▶ [Texto fornecido]
────────────────────────────────────────
Sangue quente, coração frio

*David Soares

Falando sobre a situação da humanidade antes de Sua Segunda Vinda, Jesus Cristo profetizou que o amor se esfriará. Ao longo da minha carreira no Direito Criminal, tenho visto isso lamentavelmente se concretizar.

Não é que ficamos mais violentos. Nossa espécie sempre foi violenta, Thomas Hobbes dizia isso em seus escritos. Os dados comprovam que temos menos guerras, menos conflitos, menos violência urbana.

O noticiário nos faz duvidar bastante desses fatos, mas, por incrível que pareça, estamos sim deixando de resolver as coisas exclusivamente na base do pau e da pedra e nos esforçamos mais a sentar e conversar. Só que pararmos de nos matar está sendo o bastante?

A geração de riqueza – ainda que desigual – nos últimos 200 anos, o desenvolvimento da tecnologia e outros tantos motivos “amansaram” as pessoas. Temos menos motivos para sermos violentos. Não significa, evidentemente, que somos pessoas utopicamente melhores que nossos ancestrais. Ainda temos muitos desafios no aprendizado da convivência em sociedade. Mesmo assim, estamos saindo de pessoas com sangue quente para pessoas com coração frio.
────────────────────────────────────────
▶ [Informações registradas]
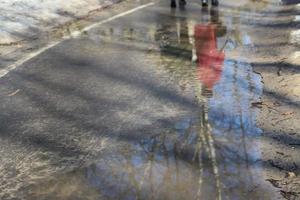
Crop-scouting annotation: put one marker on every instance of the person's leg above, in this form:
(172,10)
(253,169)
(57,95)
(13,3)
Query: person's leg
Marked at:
(182,2)
(215,2)
(173,3)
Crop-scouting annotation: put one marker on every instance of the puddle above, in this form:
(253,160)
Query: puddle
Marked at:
(213,154)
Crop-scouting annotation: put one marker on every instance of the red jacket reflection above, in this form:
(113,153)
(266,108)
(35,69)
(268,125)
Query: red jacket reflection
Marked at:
(210,60)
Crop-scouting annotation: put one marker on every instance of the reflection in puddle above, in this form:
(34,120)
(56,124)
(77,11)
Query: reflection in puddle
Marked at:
(209,155)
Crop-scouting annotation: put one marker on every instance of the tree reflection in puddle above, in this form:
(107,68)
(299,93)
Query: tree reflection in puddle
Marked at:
(210,155)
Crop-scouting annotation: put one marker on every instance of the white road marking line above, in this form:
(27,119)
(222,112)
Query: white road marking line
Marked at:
(13,66)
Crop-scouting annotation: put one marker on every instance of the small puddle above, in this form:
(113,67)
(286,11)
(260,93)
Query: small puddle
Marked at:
(213,154)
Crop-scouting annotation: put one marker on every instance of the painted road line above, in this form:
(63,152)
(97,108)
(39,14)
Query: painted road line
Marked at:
(13,66)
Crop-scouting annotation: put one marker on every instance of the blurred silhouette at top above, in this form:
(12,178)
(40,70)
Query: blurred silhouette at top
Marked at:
(209,59)
(183,3)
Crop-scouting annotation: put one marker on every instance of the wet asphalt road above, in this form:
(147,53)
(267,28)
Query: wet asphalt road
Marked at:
(122,112)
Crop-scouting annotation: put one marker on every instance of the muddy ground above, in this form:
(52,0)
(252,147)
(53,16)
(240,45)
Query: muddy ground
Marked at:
(277,59)
(38,104)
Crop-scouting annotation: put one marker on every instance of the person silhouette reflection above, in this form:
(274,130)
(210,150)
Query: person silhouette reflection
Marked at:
(209,59)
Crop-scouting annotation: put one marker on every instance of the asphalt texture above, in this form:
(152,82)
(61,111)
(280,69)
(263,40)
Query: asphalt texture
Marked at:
(86,118)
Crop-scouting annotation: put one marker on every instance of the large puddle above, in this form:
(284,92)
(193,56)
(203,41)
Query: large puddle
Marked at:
(212,154)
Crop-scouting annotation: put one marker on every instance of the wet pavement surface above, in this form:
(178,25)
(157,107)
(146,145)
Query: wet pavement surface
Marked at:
(158,104)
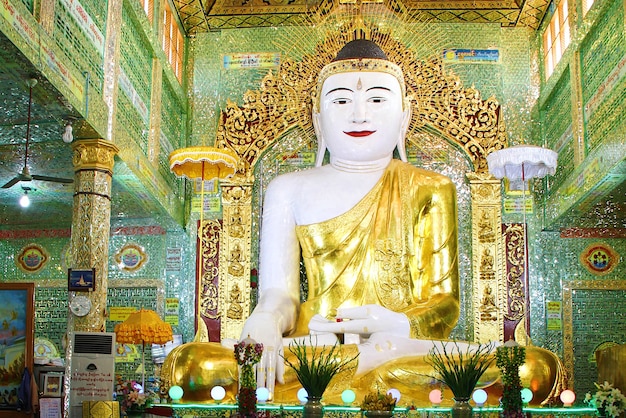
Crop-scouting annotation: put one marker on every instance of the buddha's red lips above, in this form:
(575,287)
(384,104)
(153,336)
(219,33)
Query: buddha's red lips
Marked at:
(359,134)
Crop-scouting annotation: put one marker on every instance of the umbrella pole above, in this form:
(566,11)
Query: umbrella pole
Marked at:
(143,367)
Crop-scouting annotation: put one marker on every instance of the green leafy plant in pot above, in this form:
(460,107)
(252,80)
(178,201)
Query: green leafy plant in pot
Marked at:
(315,367)
(460,370)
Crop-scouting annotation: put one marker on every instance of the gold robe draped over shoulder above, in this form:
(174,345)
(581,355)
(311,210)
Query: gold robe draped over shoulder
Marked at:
(397,248)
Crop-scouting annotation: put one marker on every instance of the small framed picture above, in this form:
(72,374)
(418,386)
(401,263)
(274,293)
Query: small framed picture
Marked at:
(52,384)
(81,280)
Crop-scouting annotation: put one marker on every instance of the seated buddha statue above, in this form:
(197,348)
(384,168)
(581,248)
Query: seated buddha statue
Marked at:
(378,238)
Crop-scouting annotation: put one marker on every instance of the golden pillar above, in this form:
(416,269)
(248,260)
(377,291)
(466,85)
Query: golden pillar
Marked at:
(235,247)
(93,162)
(489,294)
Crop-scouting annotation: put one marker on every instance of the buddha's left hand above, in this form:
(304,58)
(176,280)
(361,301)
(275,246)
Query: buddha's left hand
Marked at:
(363,320)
────────────────────────────────────────
▶ [Tarefa a cumprir]
Transcreva palavra por palavra o trecho do texto fornecido que vai de "Falando sobre a" até "menos violência urbana.". Os registros são um material à parte, separado do texto fornecido.

▶ [Resultado do exercício]
Falando sobre a situação da humanidade antes de Sua Segunda Vinda, Jesus Cristo profetizou que o amor se esfriará. Ao longo da minha carreira no Direito Criminal, tenho visto isso lamentavelmente se concretizar.

Não é que ficamos mais violentos. Nossa espécie sempre foi violenta, Thomas Hobbes dizia isso em seus escritos. Os dados comprovam que temos menos guerras, menos conflitos, menos violência urbana.